PASSAGE FOR REVIEW:
THE Monetary Policy Committee (MPC) of the Central Bank of Nigeria (CBN) has again raised the Monetary Policy Rate (MPR) by 25 basis points to 27.50 percent from the previous rate of 27.25 percent.
Mr. Olayemi Cardoso Central Bank of Nigeria Governor who announced this at a press conference on Tuesday said the MPC retained the Cash Reserves Ratio (CRR) for Deposit Money Banks (DMB) at 50 percent, and 16 percent for Merchant Banks.
Also, he said the MPC retain the asymmetric corridor around the MPR at +500/-100 basis points, and retained the Liquidity Ratio at 30 percent.
The CBN governor said foreign reserves now stands at $40.88 billion enough to finance 17 months imports.
The CBN Governor said that Nigeria will exit the Financial Action Task Force (FATF) grey list by first quarter (Q1) of 2025.
He said, “We do not want anything that will send negative signals across the waves. It is for that reason that we are well organised to exit the Financial Action Task Force (FATF) grey list. We are deepening international cooperation. We are ensuring that our AML processes and procedures work properly and also enhancing our regulatory framework going round to ensure the players play according to the rules. With that in view, our expectation is that by by the second quarter of 2025 we are going to exit the grey list of the Financial Action Task Force (FATF)”.

REQUIRED ACTIONS:
1. From the Central Bank of Nigeria policy report, reproduce word for word the passage starting at "THE Monetary Policy Committee" and ending at "at 30 percent.".
2. According to the Central Bank of Nigeria policy report, what did the Monetary Policy Committee set the Monetary Policy Rate to?

GIVEN DATA:
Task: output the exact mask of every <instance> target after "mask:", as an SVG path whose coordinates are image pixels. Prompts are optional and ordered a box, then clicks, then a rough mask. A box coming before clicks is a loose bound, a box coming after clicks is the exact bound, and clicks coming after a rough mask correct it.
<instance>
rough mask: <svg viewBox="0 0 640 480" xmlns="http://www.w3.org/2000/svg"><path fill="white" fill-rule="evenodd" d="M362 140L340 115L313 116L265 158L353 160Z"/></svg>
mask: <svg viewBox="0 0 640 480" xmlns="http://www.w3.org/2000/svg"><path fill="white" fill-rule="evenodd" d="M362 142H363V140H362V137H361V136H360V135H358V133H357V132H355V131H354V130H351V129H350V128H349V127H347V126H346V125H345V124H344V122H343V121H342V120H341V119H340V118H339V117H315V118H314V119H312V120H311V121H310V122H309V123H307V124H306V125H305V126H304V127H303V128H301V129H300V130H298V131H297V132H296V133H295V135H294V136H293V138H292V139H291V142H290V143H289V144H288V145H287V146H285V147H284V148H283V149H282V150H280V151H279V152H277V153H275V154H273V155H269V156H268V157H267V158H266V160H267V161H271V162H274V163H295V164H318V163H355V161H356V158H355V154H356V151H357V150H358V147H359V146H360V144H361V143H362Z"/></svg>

ANSWER SECTION:
1.
THE Monetary Policy Committee (MPC) of the Central Bank of Nigeria (CBN) has again raised the Monetary Policy Rate (MPR) by 25 basis points to 27.50 percent from the previous rate of 27.25 percent.
Mr. Olayemi Cardoso Central Bank of Nigeria Governor who announced this at a press conference on Tuesday said the MPC retained the Cash Reserves Ratio (CRR) for Deposit Money Banks (DMB) at 50 percent, and 16 percent for Merchant Banks.
Also, he said the MPC retain the asymmetric corridor around the MPR at +500/-100 basis points, and retained the Liquidity Ratio at 30 percent.

2. 27.50 percent, up 25 basis points from 27.25 percent.